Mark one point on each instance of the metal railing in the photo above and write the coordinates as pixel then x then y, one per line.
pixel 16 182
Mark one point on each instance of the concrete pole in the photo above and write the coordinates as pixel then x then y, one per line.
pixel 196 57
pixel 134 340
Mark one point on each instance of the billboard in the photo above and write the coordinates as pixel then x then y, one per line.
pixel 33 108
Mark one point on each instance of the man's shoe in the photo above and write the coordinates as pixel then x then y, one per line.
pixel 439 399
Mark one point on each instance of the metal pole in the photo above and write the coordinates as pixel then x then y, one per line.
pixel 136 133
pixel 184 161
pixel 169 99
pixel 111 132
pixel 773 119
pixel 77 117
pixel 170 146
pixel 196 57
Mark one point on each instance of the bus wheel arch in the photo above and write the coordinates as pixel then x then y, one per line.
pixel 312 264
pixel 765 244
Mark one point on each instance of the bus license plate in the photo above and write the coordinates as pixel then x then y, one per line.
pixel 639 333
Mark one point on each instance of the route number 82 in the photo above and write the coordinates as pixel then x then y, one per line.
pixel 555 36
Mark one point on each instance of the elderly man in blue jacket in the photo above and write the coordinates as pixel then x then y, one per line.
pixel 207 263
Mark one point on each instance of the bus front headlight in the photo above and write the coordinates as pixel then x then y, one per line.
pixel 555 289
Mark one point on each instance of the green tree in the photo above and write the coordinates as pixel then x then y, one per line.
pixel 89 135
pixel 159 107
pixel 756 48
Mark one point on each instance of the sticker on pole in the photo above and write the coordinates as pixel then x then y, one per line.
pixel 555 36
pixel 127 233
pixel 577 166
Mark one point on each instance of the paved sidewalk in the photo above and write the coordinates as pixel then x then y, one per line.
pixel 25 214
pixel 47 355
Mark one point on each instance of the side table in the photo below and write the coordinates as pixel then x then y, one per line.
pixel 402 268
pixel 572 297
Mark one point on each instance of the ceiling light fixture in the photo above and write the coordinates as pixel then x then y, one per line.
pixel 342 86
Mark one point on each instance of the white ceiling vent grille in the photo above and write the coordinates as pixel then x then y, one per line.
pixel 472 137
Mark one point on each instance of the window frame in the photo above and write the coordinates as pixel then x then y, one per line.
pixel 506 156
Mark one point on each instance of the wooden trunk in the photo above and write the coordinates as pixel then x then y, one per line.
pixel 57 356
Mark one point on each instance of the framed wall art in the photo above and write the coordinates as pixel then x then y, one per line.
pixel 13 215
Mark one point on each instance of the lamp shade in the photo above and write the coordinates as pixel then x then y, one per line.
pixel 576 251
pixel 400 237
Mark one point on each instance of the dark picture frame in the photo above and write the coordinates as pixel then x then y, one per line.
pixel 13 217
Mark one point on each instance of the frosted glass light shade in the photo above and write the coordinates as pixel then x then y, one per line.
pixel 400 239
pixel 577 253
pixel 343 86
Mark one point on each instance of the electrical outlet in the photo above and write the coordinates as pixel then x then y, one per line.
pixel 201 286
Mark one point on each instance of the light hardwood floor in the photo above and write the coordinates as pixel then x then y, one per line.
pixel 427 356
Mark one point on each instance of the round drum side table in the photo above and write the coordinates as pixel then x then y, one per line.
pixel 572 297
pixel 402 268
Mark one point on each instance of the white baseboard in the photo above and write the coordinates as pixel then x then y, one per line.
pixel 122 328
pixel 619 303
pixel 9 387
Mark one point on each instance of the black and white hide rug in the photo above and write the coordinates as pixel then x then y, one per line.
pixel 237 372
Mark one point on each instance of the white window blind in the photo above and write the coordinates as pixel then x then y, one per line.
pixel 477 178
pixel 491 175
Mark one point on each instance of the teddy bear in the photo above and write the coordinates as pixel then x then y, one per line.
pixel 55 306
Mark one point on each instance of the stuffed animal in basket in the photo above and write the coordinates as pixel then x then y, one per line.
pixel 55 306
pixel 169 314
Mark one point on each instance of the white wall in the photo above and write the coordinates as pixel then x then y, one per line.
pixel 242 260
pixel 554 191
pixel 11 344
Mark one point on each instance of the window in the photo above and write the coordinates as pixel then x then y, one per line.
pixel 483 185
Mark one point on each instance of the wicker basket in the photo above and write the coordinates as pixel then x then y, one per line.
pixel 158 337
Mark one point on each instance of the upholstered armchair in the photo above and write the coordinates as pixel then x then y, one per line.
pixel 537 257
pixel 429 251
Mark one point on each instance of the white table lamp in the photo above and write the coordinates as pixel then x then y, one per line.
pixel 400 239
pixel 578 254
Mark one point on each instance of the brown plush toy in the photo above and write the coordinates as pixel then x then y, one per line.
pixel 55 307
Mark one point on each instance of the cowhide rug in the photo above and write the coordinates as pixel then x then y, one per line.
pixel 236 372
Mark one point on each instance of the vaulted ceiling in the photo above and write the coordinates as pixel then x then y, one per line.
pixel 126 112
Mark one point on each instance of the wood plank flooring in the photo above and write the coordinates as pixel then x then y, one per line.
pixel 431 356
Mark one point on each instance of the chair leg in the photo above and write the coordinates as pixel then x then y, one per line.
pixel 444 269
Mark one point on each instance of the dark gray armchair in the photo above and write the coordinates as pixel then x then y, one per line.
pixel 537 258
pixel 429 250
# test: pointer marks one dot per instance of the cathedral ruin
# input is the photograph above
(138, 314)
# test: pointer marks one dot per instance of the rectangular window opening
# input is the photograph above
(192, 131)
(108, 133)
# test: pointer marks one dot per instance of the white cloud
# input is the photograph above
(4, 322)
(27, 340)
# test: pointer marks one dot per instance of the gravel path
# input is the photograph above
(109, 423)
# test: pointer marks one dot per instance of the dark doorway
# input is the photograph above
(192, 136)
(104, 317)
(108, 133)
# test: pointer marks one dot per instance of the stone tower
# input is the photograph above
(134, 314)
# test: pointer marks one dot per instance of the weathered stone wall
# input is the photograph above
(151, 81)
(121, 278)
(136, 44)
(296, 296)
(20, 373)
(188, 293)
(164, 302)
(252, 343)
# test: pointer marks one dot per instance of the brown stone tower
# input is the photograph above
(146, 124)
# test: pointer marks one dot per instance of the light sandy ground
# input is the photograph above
_ _ _
SET EXERCISE: Convert the items above, from their first line up to and including the line that contains "pixel 639 333", into a JSON list of strings with one string per line. Leave out any blank lines.

ANSWER:
[
  "Mark one point on each instance of the metal railing in the photo above and write the coordinates as pixel then x then y, one per line.",
  "pixel 16 182",
  "Mark one point on each instance of the concrete pole in the photo above and write the coordinates as pixel then x then y, one per line.",
  "pixel 196 57",
  "pixel 134 340",
  "Mark one point on each instance of the billboard in the photo above and write the coordinates as pixel then x then y, one per line.",
  "pixel 33 108",
  "Mark one point on each instance of the man's shoe in the photo above and write the coordinates as pixel then x then y, one per line.",
  "pixel 439 399",
  "Mark one point on each instance of the metal pole in the photo above and write the coordinates as pixel then x then y, one per line.",
  "pixel 136 133",
  "pixel 184 161",
  "pixel 169 99",
  "pixel 111 132",
  "pixel 773 119",
  "pixel 77 117",
  "pixel 170 146",
  "pixel 196 57",
  "Mark one point on each instance of the bus wheel arch in the photo above and write the coordinates as pixel then x then y, one per line.",
  "pixel 312 264",
  "pixel 765 244",
  "Mark one point on each instance of the bus license plate in the photo above and write the coordinates as pixel then x then y, one per line.",
  "pixel 639 333"
]